Extracted data entries
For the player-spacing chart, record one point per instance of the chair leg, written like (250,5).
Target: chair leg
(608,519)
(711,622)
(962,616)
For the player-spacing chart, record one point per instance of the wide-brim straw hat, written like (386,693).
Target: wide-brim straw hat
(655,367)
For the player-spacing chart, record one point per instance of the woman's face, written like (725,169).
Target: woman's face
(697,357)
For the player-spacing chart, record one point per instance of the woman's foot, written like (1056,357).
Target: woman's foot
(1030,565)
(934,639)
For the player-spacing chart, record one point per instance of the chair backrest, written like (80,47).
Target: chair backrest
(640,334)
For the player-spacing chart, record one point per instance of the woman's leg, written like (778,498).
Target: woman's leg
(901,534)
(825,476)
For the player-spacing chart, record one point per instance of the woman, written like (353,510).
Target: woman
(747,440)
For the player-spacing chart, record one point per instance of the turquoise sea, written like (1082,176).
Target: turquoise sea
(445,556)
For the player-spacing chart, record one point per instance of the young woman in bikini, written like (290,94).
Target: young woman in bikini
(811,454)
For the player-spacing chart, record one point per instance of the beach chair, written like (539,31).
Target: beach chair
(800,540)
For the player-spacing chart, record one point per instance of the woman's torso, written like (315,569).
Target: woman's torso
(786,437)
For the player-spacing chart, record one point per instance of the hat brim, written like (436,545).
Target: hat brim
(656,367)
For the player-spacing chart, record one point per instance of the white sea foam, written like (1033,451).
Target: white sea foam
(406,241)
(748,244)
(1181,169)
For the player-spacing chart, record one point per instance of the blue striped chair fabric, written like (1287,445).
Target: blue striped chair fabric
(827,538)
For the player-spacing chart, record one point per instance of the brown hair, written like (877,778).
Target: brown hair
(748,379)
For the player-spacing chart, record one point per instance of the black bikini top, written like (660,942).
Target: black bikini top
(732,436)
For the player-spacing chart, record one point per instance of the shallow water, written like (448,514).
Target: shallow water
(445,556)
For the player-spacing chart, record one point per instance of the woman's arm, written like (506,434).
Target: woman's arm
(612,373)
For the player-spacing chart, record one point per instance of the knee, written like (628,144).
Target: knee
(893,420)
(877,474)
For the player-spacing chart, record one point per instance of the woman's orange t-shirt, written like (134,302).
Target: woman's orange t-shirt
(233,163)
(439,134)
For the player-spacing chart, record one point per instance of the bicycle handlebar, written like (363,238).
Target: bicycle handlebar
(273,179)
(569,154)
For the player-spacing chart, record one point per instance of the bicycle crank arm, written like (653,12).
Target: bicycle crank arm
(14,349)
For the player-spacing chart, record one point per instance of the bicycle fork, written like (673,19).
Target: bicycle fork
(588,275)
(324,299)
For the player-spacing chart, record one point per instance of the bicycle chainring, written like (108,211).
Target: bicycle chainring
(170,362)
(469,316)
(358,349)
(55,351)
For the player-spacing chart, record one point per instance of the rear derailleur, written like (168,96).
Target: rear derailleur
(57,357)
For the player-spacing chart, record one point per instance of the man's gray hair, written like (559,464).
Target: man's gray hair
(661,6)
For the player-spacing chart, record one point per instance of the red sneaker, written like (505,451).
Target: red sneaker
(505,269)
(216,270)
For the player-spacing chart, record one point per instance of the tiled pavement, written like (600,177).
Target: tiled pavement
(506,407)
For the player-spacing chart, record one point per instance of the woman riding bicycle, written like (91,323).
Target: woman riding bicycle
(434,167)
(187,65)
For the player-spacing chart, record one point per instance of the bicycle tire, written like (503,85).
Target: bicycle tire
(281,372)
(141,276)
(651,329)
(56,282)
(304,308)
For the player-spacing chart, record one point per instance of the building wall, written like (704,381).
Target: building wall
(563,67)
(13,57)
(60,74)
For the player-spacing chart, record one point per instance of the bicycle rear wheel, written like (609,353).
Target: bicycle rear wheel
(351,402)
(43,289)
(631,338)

## Prompt
Retype the material in full. Each word must match.

## Correct output
For the player-spacing chart, record one point per instance of the chair leg, written like (250,5).
Target: chair leg
(608,519)
(711,622)
(962,616)
For the player-spacing chart, record one point per instance of the wide-brim straw hat, written like (386,693).
Target: wide-brim straw hat
(655,367)
For the player-spacing chart, record one point per instance of the woman's face, written like (725,169).
Target: woman's face
(697,357)
For the player-spacing chart, record one point per instance of the woman's foot, written like (1056,357).
Target: woman's foot
(1030,565)
(934,639)
For the player-spacing chart, record one point per instance of the chair backrest, written like (80,47).
Target: chair backrest
(640,334)
For the player-spacing chart, record one point per instance of the woman's leg, written like (778,498).
Target: woman's leg
(901,534)
(825,476)
For the player-spacing chart, record one point per instance of the woman, written like (353,510).
Target: woman
(747,440)
For the player-spacing chart, record one point per instance of the turquoise sea, written like (1082,176).
Target: turquoise sea
(445,556)
For the player-spacing chart, record one point per instance of the young woman in bikini, written like (290,94).
Target: young woman in bikini
(811,454)
For the player-spacing chart, record one point per instance of the beach chair, written like (539,31).
Target: beach chair
(800,540)
For the player-spacing chart, record one point per instance of the woman's torso, written like (315,569).
Target: woman's torso
(786,437)
For the player-spacing chart, record one point per instance of the hat brim, written like (436,545).
Target: hat brim
(656,367)
For the player-spacing chart, record one point per instance of the white sea foam, written like (1033,451).
Target: white sea foam
(406,241)
(748,244)
(1181,169)
For the player-spacing chart, record one point per instance of the blue striped chair fabric, written like (1287,445).
Target: blue striped chair fabric
(827,538)
For the player-spacing chart, record one point per instance of the brown hair, written like (877,778).
Target: brown hair
(748,379)
For the player-spacing chart, record one point per instance of the black bikini top, written like (660,942).
Target: black bikini top
(732,436)
For the player-spacing chart, record one point per instance of the shallow water, written like (448,514).
Target: shallow water
(445,556)
For the player-spacing chart, record one point per instance of the woman's arm, written like (506,434).
Target: woman's arm
(612,373)
For the player-spacing chart, record one point per instance of the knee, written like (628,144).
Target: knee
(893,420)
(877,474)
For the player-spacing chart, record one point per instance of the woman's orange t-shirt, written like (134,302).
Target: woman's orange t-shirt
(233,163)
(439,134)
For the player-spacing chart, record one point per instance of the bicycle handlebar, written like (363,238).
Target: bicycle handlebar
(273,179)
(569,154)
For the player-spacing chart, record one point per instance of the bicycle crank arm, written like (653,12).
Target: bicycle crank arm
(14,349)
For the player-spacing chart, record one point per instance of the bicycle fork, written like (673,19).
Target: bicycle fork
(588,275)
(324,299)
For the player-spacing chart, record one point per instance of the bicycle chainring, written like (108,211).
Target: bicycle chainring
(170,362)
(469,316)
(358,349)
(55,351)
For the player-spacing chart, record one point per instance of the rear derailleur, written like (168,96).
Target: rear derailleur
(57,357)
For the player-spacing chart, record one point per instance of the man's gray hair, written like (559,464).
Target: man's gray hair
(661,6)
For the player-spacing chart, record one point per instance of the red sneaker, written like (505,451).
Target: red sneaker
(505,269)
(216,270)
For the player-spacing chart, record one point per instance of the tiled pavement, written like (600,177).
Target: tiled pavement
(506,407)
For the player-spacing chart, record one point per instance of the woman riding bicycle, written like (91,323).
Target: woman riding bicycle
(434,167)
(187,65)
For the player-spacing chart, record one point per instance of the bicycle tire, written like (503,85).
Target: bicycle tire
(281,372)
(141,276)
(651,329)
(56,282)
(304,308)
For the player-spacing chart, record one point per instance of the building wall, written like (704,381).
Target: building wall
(563,67)
(13,57)
(60,74)
For the player-spacing chart, record one point per instance of the bicycle rear wheel, written like (609,353).
Target: bicycle rear wheel
(351,402)
(43,289)
(631,338)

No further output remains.